§ **Work instruction**
Please set down the entries below once more, exactly.

#####

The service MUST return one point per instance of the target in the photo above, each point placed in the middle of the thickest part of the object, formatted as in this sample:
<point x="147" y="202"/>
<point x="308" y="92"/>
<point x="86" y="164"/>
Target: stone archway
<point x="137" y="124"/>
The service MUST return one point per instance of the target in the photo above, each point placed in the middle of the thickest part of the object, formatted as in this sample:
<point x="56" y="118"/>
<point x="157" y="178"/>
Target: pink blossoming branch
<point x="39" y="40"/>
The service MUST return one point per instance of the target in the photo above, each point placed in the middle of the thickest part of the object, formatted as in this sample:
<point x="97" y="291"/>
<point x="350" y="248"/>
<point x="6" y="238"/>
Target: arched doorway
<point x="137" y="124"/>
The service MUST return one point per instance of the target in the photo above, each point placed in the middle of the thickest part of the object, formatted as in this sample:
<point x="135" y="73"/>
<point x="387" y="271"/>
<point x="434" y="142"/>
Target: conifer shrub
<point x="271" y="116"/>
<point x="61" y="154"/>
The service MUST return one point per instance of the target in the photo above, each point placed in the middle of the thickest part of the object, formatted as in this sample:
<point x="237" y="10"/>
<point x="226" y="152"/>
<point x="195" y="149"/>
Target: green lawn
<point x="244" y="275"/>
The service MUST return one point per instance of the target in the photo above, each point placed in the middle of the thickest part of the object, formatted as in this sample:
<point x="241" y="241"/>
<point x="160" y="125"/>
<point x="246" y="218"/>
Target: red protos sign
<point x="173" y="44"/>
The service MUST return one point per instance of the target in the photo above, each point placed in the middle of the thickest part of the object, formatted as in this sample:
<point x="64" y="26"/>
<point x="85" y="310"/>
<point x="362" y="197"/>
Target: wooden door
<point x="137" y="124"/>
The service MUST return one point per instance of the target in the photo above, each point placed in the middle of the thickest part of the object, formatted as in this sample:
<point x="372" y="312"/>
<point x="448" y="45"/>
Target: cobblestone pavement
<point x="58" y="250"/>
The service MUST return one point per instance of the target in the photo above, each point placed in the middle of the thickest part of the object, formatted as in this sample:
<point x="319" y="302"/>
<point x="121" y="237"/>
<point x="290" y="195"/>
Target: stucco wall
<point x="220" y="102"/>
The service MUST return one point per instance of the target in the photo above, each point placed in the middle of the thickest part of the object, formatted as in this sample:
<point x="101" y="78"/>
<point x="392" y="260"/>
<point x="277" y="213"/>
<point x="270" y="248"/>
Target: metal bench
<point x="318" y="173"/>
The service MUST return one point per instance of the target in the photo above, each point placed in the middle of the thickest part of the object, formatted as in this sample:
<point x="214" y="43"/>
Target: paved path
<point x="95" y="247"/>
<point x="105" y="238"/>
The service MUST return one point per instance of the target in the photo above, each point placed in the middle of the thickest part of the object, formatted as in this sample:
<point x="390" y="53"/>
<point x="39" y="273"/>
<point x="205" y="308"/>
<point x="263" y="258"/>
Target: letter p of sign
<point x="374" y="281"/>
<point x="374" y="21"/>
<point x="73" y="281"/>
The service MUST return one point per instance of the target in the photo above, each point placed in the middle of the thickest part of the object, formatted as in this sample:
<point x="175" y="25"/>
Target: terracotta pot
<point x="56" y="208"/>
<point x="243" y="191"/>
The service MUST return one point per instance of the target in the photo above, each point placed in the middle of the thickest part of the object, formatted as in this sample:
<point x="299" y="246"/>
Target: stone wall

#####

§ **Reply to the exercise**
The service MUST return one point per instance of the target in the photo above, each point placed in the middle of the thickest part of the object, formatted as in this sample:
<point x="147" y="202"/>
<point x="308" y="92"/>
<point x="86" y="164"/>
Target: stone archway
<point x="137" y="124"/>
The service MUST return one point per instance of the target in the photo above, each point placed in the middle of the thickest part of the object, formatted as in this sample:
<point x="56" y="118"/>
<point x="157" y="178"/>
Target: pink blossoming branch
<point x="39" y="40"/>
The service MUST return one point per instance of the target in the photo above, each point placed in the middle of the thickest part of the object, formatted as in this sample:
<point x="97" y="291"/>
<point x="350" y="248"/>
<point x="6" y="238"/>
Target: arched doorway
<point x="137" y="124"/>
The service MUST return one point per instance of the target in the photo above, each point placed in the middle of the thickest part of the object, formatted as in this sample:
<point x="135" y="73"/>
<point x="387" y="271"/>
<point x="434" y="142"/>
Target: conifer shrub
<point x="271" y="116"/>
<point x="61" y="154"/>
The service MUST return one point per instance of the target in the photo above, each point placed in the middle of the thickest part of the object, formatted as in this sample:
<point x="237" y="10"/>
<point x="226" y="152"/>
<point x="195" y="149"/>
Target: green lawn
<point x="244" y="275"/>
The service MUST return one point per instance of the target in the photo above, each point placed in the middle of the thickest part of the object, formatted as in this sample:
<point x="241" y="241"/>
<point x="160" y="125"/>
<point x="246" y="218"/>
Target: red protos sign
<point x="173" y="44"/>
The service MUST return one point per instance of the target in the photo above, each point placed in the middle of the thickest part of the object, formatted as in this sample:
<point x="64" y="26"/>
<point x="85" y="310"/>
<point x="362" y="197"/>
Target: wooden door
<point x="137" y="124"/>
The service MUST return one point per instance of the target in the photo above, each point placed in the middle of the thickest part of the object, formatted as in this sample:
<point x="372" y="312"/>
<point x="448" y="45"/>
Target: cobblestone pavement
<point x="58" y="250"/>
The service MUST return one point per instance of the target in the photo above, each point placed in the middle of the thickest part of the object, formatted as in this sample:
<point x="319" y="302"/>
<point x="121" y="237"/>
<point x="290" y="195"/>
Target: stucco wall
<point x="220" y="102"/>
The service MUST return one point per instance of the target in the photo above, each point placed in the middle of the thickest part of the object, formatted as in this sample:
<point x="101" y="78"/>
<point x="392" y="260"/>
<point x="277" y="213"/>
<point x="270" y="248"/>
Target: metal bench
<point x="318" y="173"/>
The service MUST return one point per instance of the target in the photo above, each point placed in the middle of the thickest part of the object, formatted as in this sample:
<point x="214" y="43"/>
Target: paved path
<point x="95" y="247"/>
<point x="105" y="238"/>
The service MUST return one point per instance of the target in the photo above, each point placed in the middle of the thickest part of the object, formatted as in this sample:
<point x="390" y="53"/>
<point x="39" y="273"/>
<point x="205" y="308"/>
<point x="263" y="258"/>
Target: letter p of sign
<point x="374" y="281"/>
<point x="374" y="21"/>
<point x="73" y="281"/>
The service MUST return one point per instance of the target in the photo above, each point placed in the middle of the thickest part of the object, formatted as in this sample:
<point x="175" y="25"/>
Target: terracotta pot
<point x="56" y="208"/>
<point x="243" y="191"/>
The service MUST return one point per instance of the target in the photo above, each point placed in the middle of the thickest part of the object, formatted as in this sample:
<point x="299" y="246"/>
Target: stone wall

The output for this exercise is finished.